#### [PROVIDED PASSAGE]
# A state of wonder...



## KenOC (Mar 7, 2011)

Thus the title of Gould's Goldbergs, a set of the 1955s and 1981s. But it better fits, to my mind, the Well-tempered Clavier.

Before Glenn Gould did his set of the entire 48 in the early 1960s, there was only Wanda Landowska on the harpsichord. For the most part, the WTC was considered a set of pieces for teaching, not for popular enjoyment. Gould changed all that. Now each prelude, each fugue, was a miniature tone poem with its own personality, its own rewards.

Today of course the shelves are groaning with complete sets. Andras Schiff has just released his second! Times have changed, and the WTC is a popular (if huge) landmark in music. Jill Crossland's fingers are flying as I type...

What do you think? Is the WTC fit to be balanced, as the old testament, against Beethoven's new? Which are your favorite performances? Why?


----------



## Andreas (Apr 27, 2012)

I understand Book I, from the 1720s, was (partly) a compilation of pieces Bach had written up to that point. The idea to arrange them in a chromatic series of keys only occured to him later on. However, the pieces from Book II, from twenty years later, were composed specifically as a unified whole in the format of 24 preludes and fugues.

#### [Part of a data file]
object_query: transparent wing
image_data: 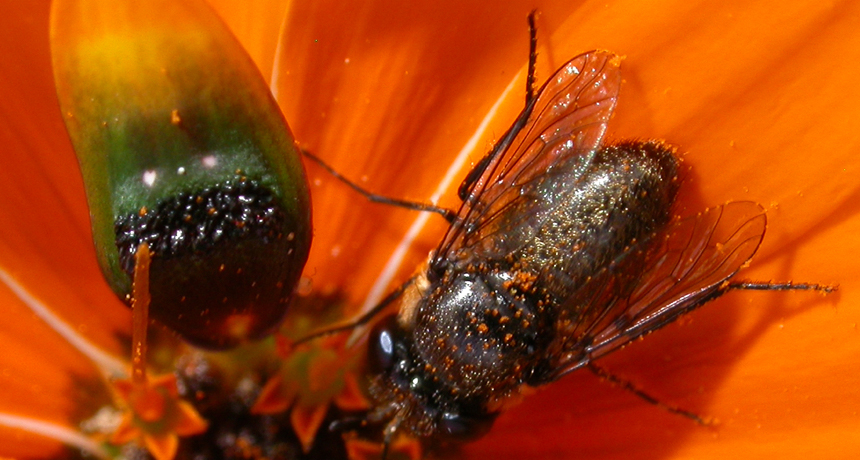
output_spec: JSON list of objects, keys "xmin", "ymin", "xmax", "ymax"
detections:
[
  {"xmin": 548, "ymin": 202, "xmax": 767, "ymax": 381},
  {"xmin": 436, "ymin": 51, "xmax": 621, "ymax": 260}
]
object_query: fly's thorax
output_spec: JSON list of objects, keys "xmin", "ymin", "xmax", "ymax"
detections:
[
  {"xmin": 369, "ymin": 264, "xmax": 554, "ymax": 439},
  {"xmin": 368, "ymin": 315, "xmax": 497, "ymax": 441}
]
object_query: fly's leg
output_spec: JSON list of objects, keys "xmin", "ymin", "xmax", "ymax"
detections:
[{"xmin": 585, "ymin": 363, "xmax": 716, "ymax": 426}]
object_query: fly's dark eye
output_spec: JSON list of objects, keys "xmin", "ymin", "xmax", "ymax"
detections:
[
  {"xmin": 439, "ymin": 412, "xmax": 496, "ymax": 441},
  {"xmin": 367, "ymin": 315, "xmax": 401, "ymax": 373}
]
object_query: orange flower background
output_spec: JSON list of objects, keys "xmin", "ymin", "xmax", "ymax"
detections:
[{"xmin": 0, "ymin": 1, "xmax": 860, "ymax": 459}]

#### [TASKS AND EXERCISES]
**A.** In the listing, swap "orange" for "yellow" in the lines beginning with the line containing "object_query: orange flower background" and running through the end of the listing, changing nothing else. Give back only those lines.
**B.** Carry on the forum thread about the Well-tempered Clavier from the point where it stops.

#### [PER-TASK ANSWERS]
**A.**
object_query: yellow flower background
output_spec: JSON list of objects, keys "xmin", "ymin", "xmax", "ymax"
detections:
[{"xmin": 0, "ymin": 1, "xmax": 860, "ymax": 459}]

**B.**
I wonder if that's true, I haven't read anything definitive on it.


----------



## Muddy (Feb 5, 2012)

If not Bach's WTC, what else can balance Beethoven's sonatas? In my opinion, yes, Bach's WTC is perfection.


----------



## joen_cph (Jan 17, 2010)

Just a reminder that there were a few more complete piano WTCs between Landowska and Gould - Edwin Fischer´s (HMV 1935-36), Gieseking´s (radio only? 1950), Rosalyn Tureck´s mono 1953 for Brunswick, Maurice Cole´s for Saga, and Samuil Feinberg´s glorious 1959 for Melodiya. They were all quite popular, I believe. Galling´s harpsichord for Vox is from 1964.

(cf. http://www.bach-cantatas.com/NVD/BWV846-869-Rec1.htm)

I´ve got Fischer, Tureck 1953, Feinberg, Galling, Gould and Richter, and skipped Robert Riefling´s late stereo recording, which was a bit too literal and bloodless IMO. 
Feinberg, Richter and Gould are definitely those I like the most. My main objection to Gould´s, which has such a wealth of details, is the choice of very dry acoustics.


----------



## Picander (May 8, 2013)

The first book has, maybe, the most impressive fugues (the only two fugues for five voices in the 48, and that incredible last fugue, in B minor, with the twelve semitones in its subject, for instance), but I think the second book is pure awesomeness, from the first bar to the last one.

My favorite performances are:

- Helmut Walcha, because it was the first set of the 48 I bought (vinyl discs)

- Kenneth Gilbert, because he played very well and his harpsichord had a wonderful sound.

- Sviatoslav Richter and Angela Hewitt, both piano performances. I think the piano has a good potential to enhance the understanding of this music, and both Richter and Hewitt achieve it with their great performances.

Please excuse my English. English is not my mother thogue, but I love so much The Well Tempered Clavier than I couldn't help to write my opinion.


----------



## Sudonim (Feb 28, 2013)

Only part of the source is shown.